[Exercise description]:
Each line below is to be written out in full, exactly as shown.

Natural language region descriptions
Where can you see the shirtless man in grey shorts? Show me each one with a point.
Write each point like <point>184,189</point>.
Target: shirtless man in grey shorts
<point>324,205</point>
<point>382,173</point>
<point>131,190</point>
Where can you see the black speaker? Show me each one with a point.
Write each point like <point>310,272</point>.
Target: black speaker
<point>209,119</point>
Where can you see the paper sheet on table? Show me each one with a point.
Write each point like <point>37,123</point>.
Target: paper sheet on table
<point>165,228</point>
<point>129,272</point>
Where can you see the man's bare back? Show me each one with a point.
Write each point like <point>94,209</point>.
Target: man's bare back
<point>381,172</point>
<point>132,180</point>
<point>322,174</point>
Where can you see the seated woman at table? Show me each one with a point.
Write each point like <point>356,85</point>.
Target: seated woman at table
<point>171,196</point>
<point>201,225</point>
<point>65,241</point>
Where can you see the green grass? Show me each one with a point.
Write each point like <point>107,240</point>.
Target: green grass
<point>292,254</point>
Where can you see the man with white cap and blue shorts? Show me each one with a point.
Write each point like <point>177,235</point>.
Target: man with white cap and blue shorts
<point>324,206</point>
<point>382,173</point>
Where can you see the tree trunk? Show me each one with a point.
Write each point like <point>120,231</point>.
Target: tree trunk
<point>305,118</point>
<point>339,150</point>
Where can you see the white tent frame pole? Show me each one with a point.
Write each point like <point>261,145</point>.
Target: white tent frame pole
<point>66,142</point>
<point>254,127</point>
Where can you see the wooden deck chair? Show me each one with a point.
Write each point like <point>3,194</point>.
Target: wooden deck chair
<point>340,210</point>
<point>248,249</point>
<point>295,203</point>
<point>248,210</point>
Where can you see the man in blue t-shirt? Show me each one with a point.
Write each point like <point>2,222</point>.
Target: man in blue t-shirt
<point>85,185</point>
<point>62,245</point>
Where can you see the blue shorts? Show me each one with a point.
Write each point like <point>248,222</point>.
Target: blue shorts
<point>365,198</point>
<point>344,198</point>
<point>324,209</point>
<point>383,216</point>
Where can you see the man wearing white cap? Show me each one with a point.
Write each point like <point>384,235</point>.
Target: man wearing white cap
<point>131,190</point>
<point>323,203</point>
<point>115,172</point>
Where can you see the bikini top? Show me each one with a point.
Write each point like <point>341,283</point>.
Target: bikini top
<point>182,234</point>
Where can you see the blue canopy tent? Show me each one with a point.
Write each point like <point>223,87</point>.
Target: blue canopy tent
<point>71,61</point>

[Answer]:
Where can you see the shirtless man in grey shorts? Show me each one with a point.
Write each point like <point>184,189</point>.
Target: shirtless man in grey shorts
<point>324,205</point>
<point>382,173</point>
<point>131,190</point>
Where can you see the black speaker? Show me each one with a point.
Write each point like <point>310,272</point>.
Target: black speaker
<point>209,119</point>
Where can you see the paper sheet on table? Show me each one with a point.
Write each point like <point>37,123</point>.
Target: paper sheet on table
<point>165,228</point>
<point>129,272</point>
Where can you see the man's bare back? Show me each one with a point.
Write each point like <point>94,209</point>.
Target: man's bare back
<point>381,172</point>
<point>132,180</point>
<point>322,174</point>
Where can you see the seated woman at table? Show me each one with a point.
Write each point like <point>356,85</point>.
Target: seated woman at table
<point>171,196</point>
<point>201,225</point>
<point>65,241</point>
Where can you see the green grass? Show me each one with a point.
Write each point like <point>107,240</point>.
Target: green grass
<point>292,254</point>
Where can you see the man with white cap and blue shorts? Show me each one with a point.
Write each point like <point>177,235</point>.
Target: man with white cap and blue shorts
<point>324,206</point>
<point>382,173</point>
Where can you see the tree trunk? Show me each one with a point.
Write each point like <point>120,231</point>.
Target: tree trunk
<point>305,118</point>
<point>339,150</point>
Where can you see the white tent frame pole? Show me each one with a point.
Write each point like <point>261,145</point>.
Target: white tent frame pole
<point>66,142</point>
<point>254,127</point>
Where can you see the wooden deck chair? Show me each one with a point.
Write each point like <point>3,194</point>.
Target: wooden deck chair
<point>340,210</point>
<point>248,249</point>
<point>295,203</point>
<point>248,210</point>
Where can you see the man in blue t-shirt? Show me each one with a point.
Write each point like <point>2,222</point>.
Target: man in blue t-shirt
<point>85,185</point>
<point>62,245</point>
Where can you see the blue shorts? Show me each one with a point.
Write each point like <point>248,222</point>.
Target: blue shorts
<point>365,198</point>
<point>344,198</point>
<point>324,209</point>
<point>383,216</point>
Where can you see the man wearing white cap? Show me each one with a point.
Write each point like <point>384,235</point>.
Target: man wearing white cap
<point>131,190</point>
<point>323,203</point>
<point>115,172</point>
Where can you see the bikini top? Show me each one with a point.
Write each point like <point>341,283</point>.
Target: bikini top
<point>182,234</point>
Where can you see the blue canopy tent? Show me each one with a point.
Write each point like <point>223,87</point>.
Target: blue canopy tent
<point>71,61</point>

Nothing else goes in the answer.